◆ What you should do:
How many lines in the records below contain the string "positive"? Answer with the number alone.

◆ Given data:
========

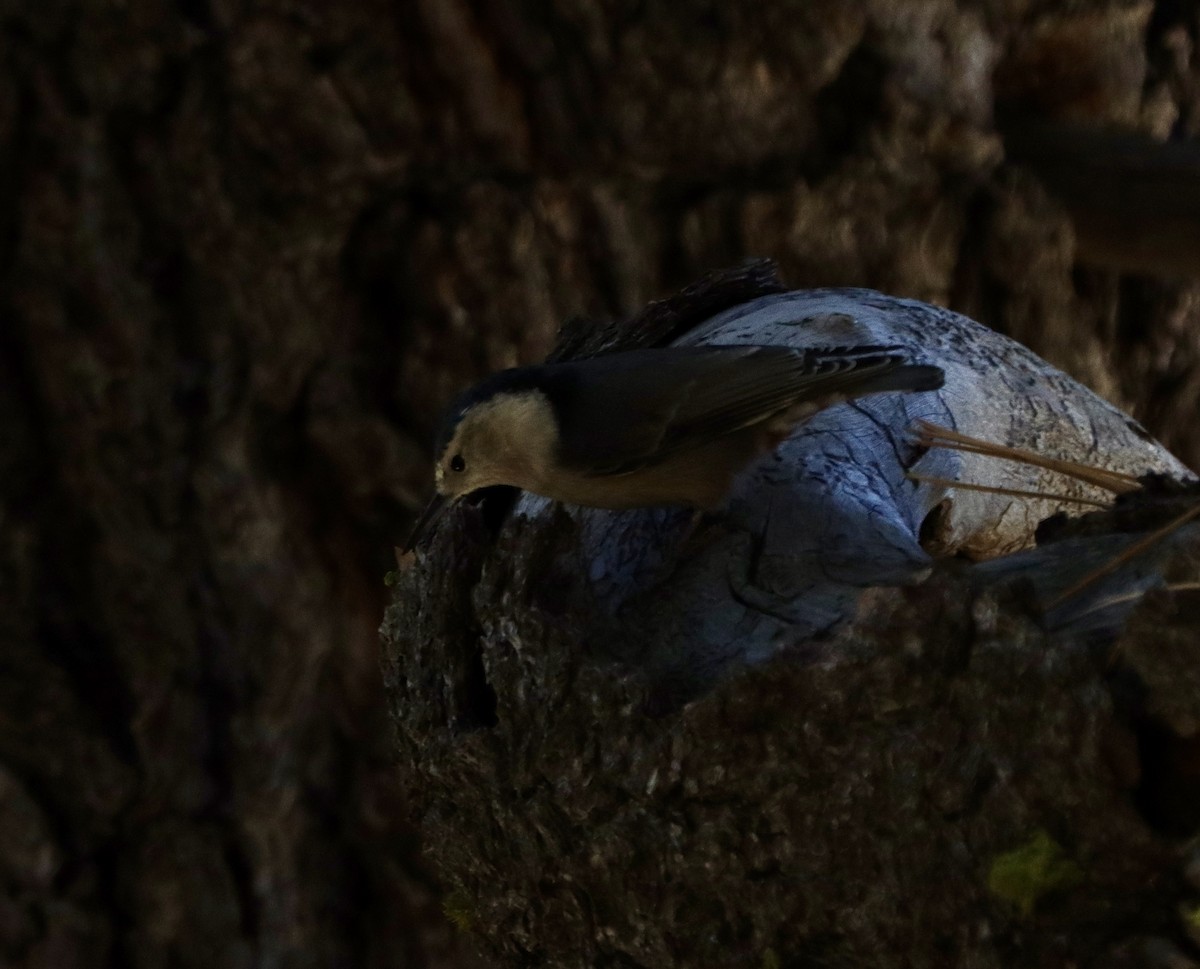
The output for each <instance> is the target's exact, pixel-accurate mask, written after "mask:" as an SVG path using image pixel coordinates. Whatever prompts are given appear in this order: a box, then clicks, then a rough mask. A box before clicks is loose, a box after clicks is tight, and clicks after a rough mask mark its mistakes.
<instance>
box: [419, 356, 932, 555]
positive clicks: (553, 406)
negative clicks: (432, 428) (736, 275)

========

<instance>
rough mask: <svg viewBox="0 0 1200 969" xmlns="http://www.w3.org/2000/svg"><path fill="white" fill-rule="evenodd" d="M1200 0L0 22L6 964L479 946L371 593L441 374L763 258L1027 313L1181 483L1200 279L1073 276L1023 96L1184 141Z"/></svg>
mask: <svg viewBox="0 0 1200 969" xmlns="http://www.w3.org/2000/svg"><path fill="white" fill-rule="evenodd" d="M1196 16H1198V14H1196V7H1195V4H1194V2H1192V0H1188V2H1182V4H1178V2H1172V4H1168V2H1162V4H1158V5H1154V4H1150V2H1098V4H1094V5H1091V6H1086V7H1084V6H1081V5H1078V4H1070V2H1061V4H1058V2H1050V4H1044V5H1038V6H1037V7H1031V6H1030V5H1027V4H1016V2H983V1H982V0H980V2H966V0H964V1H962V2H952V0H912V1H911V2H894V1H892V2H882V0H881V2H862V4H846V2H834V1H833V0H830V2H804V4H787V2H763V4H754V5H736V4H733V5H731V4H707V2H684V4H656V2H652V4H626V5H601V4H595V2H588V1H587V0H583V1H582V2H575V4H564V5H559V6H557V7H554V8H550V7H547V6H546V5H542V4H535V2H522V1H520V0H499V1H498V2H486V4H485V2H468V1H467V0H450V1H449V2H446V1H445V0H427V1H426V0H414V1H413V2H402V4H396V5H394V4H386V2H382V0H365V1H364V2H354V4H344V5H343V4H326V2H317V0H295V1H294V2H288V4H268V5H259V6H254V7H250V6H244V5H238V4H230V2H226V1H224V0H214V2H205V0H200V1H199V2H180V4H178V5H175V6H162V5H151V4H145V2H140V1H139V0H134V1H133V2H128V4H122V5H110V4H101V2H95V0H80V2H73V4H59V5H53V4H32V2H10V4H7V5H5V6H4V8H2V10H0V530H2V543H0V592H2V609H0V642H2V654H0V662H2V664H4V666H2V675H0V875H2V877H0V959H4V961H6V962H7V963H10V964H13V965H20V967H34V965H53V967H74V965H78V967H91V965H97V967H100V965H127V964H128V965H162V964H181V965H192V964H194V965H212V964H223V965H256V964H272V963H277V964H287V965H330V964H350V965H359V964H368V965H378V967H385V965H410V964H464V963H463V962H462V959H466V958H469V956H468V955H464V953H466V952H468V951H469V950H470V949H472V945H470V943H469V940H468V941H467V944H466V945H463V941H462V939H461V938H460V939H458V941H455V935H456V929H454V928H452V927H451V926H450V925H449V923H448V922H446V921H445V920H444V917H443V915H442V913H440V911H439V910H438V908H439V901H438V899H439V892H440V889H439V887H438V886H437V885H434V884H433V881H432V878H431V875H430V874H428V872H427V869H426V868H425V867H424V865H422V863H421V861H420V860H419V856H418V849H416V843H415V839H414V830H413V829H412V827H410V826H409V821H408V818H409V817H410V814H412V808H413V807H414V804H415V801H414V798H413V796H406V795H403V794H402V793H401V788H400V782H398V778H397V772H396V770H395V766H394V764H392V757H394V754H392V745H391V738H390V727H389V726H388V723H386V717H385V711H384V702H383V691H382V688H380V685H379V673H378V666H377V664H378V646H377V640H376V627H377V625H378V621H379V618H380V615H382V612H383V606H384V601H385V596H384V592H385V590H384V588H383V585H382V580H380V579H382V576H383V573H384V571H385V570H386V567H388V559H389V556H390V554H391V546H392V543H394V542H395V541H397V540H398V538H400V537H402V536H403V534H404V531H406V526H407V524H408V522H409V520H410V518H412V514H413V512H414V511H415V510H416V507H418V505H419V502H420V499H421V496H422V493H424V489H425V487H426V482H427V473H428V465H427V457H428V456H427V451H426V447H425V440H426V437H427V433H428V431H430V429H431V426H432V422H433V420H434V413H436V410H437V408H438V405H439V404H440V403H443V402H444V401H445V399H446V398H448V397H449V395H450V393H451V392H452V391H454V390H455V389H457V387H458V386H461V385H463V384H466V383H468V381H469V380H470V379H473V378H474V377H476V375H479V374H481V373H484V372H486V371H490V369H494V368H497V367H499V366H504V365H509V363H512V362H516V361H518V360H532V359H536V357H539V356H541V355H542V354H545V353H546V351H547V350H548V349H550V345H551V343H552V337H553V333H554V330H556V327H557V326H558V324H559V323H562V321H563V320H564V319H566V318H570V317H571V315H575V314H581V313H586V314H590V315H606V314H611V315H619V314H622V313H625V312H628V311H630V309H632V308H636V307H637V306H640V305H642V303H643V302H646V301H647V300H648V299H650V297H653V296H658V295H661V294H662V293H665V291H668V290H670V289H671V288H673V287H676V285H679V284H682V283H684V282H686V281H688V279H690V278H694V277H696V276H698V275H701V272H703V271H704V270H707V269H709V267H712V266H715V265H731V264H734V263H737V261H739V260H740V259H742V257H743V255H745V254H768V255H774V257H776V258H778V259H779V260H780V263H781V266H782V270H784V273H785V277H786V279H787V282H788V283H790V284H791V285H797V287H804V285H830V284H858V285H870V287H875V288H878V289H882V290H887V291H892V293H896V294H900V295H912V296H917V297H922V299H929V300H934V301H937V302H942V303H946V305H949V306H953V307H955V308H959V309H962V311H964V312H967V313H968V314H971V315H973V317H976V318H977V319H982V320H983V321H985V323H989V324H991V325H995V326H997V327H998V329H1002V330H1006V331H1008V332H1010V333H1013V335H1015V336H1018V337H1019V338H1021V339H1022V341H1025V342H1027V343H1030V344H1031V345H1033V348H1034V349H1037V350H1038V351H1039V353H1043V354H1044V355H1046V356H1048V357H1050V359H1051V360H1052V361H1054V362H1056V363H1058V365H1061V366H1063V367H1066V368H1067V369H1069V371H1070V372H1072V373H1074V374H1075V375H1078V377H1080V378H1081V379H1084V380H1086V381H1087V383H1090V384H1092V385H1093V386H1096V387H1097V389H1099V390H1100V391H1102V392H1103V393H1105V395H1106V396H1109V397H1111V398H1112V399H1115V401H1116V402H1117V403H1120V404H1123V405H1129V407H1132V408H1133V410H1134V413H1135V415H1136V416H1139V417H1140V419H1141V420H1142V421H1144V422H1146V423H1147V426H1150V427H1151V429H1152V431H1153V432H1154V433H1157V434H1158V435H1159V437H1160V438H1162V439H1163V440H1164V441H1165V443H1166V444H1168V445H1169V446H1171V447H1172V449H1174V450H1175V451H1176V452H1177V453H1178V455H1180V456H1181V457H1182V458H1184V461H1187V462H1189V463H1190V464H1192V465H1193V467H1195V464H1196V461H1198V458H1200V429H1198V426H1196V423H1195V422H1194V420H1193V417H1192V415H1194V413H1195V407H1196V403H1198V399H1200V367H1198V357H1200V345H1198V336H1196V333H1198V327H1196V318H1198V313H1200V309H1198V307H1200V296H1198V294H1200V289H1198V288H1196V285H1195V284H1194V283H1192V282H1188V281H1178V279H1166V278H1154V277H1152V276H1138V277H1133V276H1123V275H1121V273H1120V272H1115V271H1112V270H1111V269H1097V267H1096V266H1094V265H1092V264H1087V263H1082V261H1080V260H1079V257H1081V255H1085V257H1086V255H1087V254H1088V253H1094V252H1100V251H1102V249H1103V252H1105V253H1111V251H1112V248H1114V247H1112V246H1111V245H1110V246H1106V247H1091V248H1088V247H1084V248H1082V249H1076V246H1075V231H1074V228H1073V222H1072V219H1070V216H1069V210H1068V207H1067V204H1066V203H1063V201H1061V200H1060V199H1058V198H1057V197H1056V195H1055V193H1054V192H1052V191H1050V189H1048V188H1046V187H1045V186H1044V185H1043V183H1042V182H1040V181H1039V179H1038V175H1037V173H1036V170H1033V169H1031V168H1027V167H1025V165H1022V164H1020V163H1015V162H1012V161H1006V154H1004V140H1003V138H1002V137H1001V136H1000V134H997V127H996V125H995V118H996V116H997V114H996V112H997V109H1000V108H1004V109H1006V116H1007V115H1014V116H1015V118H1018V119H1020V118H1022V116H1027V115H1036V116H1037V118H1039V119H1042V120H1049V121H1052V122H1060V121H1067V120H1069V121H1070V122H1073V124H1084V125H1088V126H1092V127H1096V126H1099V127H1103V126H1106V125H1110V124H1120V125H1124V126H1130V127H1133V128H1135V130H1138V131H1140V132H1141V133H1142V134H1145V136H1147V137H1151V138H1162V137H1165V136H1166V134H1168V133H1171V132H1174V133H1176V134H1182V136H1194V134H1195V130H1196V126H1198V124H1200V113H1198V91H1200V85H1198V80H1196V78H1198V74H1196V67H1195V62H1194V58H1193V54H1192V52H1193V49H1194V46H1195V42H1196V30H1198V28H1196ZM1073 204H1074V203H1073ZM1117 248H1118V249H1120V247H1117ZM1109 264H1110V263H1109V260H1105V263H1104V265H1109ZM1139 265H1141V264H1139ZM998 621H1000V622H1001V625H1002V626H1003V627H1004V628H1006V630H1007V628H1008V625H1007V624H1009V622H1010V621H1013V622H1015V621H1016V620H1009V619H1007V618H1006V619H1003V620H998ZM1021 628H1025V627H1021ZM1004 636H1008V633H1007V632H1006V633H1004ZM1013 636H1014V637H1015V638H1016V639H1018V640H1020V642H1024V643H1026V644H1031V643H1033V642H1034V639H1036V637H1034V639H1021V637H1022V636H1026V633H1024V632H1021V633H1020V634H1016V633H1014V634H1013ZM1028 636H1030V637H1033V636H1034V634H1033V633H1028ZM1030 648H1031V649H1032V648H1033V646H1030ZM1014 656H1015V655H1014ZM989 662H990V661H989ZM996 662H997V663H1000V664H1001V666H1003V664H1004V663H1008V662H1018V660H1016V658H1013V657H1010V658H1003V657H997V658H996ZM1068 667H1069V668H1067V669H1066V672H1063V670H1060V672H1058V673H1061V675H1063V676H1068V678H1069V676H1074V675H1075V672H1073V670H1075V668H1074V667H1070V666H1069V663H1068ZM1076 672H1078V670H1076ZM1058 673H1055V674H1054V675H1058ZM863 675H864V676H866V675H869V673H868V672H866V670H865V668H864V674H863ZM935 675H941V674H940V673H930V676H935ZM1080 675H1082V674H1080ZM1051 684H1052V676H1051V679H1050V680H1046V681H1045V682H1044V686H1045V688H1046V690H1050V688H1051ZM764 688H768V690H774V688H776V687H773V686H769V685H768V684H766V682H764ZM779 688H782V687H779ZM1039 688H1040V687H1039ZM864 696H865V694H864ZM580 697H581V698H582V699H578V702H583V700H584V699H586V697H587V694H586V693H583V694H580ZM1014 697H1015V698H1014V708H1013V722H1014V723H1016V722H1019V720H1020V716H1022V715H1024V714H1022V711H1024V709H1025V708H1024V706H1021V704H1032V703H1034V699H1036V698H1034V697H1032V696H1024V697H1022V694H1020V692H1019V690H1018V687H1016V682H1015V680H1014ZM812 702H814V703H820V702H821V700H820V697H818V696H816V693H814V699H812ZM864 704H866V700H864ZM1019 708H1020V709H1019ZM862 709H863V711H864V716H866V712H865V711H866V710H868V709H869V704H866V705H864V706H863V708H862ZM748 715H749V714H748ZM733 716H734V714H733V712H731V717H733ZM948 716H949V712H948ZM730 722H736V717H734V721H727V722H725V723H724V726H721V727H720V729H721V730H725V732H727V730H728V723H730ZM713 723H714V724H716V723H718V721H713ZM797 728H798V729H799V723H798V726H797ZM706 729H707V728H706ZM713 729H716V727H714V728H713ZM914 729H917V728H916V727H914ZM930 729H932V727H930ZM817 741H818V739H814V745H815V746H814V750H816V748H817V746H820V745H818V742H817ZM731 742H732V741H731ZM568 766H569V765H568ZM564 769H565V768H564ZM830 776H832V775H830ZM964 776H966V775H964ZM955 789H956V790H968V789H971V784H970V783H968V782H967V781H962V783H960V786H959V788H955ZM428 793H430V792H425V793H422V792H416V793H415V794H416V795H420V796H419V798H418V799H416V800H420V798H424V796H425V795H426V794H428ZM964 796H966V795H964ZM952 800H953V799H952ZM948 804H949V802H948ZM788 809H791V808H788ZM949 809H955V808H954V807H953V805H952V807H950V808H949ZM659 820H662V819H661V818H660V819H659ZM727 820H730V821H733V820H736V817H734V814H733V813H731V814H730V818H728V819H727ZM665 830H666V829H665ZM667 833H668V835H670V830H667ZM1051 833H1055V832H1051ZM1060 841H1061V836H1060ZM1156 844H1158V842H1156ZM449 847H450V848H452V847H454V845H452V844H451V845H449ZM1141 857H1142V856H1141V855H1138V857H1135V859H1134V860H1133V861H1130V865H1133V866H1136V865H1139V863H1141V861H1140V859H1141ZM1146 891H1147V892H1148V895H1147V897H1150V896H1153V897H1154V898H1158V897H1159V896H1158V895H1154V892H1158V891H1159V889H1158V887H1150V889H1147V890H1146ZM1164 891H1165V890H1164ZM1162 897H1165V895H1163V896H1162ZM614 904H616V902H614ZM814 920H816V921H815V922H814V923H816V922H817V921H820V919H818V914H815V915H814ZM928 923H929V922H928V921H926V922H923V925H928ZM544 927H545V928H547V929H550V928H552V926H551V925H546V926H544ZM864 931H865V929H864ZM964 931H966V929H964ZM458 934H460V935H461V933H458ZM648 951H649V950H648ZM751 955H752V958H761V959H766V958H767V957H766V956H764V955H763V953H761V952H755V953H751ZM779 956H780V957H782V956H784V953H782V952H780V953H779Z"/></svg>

========

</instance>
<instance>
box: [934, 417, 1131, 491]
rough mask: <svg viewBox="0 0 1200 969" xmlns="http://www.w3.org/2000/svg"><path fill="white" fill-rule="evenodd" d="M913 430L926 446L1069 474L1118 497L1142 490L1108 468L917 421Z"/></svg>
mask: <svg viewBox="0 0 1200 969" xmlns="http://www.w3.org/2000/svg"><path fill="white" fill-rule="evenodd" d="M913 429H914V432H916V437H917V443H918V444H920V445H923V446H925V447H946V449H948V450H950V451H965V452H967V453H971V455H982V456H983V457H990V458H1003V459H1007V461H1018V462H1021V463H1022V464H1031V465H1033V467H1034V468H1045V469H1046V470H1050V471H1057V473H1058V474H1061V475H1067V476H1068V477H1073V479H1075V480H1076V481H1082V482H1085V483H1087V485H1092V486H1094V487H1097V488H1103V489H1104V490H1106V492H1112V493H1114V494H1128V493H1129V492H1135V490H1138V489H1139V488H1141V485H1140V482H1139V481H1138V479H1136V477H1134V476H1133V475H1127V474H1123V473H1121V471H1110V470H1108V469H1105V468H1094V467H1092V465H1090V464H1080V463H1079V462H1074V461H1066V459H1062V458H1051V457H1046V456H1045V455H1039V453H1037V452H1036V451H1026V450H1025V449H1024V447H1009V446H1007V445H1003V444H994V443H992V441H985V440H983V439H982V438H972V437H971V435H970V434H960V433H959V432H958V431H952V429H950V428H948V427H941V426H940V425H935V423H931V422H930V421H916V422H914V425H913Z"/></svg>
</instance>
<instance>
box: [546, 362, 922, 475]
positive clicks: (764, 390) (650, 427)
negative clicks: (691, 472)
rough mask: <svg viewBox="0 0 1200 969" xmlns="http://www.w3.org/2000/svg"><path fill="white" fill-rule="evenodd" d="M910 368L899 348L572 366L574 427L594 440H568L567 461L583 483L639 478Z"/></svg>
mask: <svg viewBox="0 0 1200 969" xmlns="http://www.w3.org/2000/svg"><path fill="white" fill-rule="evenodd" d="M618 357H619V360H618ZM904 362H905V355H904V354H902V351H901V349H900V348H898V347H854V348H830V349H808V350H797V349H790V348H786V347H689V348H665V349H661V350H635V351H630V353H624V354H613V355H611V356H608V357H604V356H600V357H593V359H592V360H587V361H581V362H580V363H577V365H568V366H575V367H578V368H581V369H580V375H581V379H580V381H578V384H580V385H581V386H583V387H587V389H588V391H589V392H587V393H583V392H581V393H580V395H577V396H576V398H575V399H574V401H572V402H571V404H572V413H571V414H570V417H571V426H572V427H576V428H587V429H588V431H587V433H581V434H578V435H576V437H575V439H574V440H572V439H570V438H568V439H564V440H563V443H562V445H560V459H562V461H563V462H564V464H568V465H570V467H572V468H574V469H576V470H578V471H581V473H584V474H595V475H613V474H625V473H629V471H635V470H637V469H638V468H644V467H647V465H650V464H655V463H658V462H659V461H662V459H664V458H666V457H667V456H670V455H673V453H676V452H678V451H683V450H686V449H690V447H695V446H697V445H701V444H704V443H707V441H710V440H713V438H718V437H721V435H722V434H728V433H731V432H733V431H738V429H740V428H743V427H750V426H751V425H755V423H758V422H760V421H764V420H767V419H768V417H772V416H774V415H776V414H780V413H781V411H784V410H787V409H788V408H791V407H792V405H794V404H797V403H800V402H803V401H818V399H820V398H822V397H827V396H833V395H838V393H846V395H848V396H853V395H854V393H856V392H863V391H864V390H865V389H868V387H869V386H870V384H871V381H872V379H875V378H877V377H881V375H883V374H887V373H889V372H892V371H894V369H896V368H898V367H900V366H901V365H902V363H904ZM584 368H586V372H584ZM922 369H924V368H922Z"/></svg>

========

◆ Task answer:
2